# [Instructions to follow]
Substitute "The customer" for "The client" in the items, from the line containing "The client would like the green" through the end of the items, and give that part again with everything else left as it is.

___ Extracted entries ___

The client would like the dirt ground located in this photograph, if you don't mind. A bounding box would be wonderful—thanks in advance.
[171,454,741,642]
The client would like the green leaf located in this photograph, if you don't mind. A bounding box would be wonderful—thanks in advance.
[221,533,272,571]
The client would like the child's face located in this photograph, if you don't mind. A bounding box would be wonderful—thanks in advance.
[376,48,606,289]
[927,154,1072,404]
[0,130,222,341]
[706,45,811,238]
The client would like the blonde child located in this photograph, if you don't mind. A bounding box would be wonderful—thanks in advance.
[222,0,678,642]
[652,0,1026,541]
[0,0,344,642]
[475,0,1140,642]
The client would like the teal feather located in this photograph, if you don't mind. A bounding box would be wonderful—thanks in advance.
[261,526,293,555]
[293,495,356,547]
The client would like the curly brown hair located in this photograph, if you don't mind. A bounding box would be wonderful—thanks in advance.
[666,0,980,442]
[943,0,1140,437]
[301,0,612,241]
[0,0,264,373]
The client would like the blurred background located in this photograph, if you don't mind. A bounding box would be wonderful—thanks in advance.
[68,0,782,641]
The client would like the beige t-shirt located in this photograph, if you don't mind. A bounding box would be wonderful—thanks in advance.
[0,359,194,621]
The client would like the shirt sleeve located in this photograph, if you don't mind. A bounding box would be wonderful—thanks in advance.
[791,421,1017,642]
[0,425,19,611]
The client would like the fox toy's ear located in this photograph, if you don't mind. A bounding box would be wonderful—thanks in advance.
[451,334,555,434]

___

# [Result of this exercise]
The customer would like the green leaf located in this photograph, if you don't mind. A bounding box would be wonderful—thanks in advance.
[221,533,272,571]
The customer would like the child's face located in this photograph, if you don't mind. A bounding box would be wonderful—thanks in advance.
[376,48,606,289]
[927,154,1072,404]
[0,130,222,341]
[706,45,811,238]
The customer would like the blonde child located in this photograph, if you don't mind. A bounding box would be wonderful—thanks in advance.
[222,0,678,642]
[652,0,1026,541]
[0,0,344,642]
[475,0,1140,642]
The customer would like the teal feather located in this photograph, if you don't mind. A bounding box would be wonderful—thanks in advance.
[261,526,293,555]
[293,495,356,547]
The customer would like the curly brown hair located in this photograph, if you don't mind. A bounding box would be wonderful—thanks in advance.
[666,0,980,442]
[943,0,1140,437]
[301,0,612,241]
[0,0,264,373]
The customer would like the blurred background located in this photograph, if you don't mind. A bounding box would be wonderful—thanks in advance.
[68,0,782,641]
The customer would like the beige t-shirt located in this photograph, if you don't mind. A bounding box would be wonderful—thanks in advance.
[0,359,194,621]
The customer would like the shirt sleeve located in this photograph, if you don't mind. A bounding box would be wonderful—thanks in advance.
[791,421,1017,642]
[0,425,19,611]
The customer would like the fox toy's ear located in this photograph, if you don't mind. A bounding box would be wonderful—thanks in advance.
[451,334,555,434]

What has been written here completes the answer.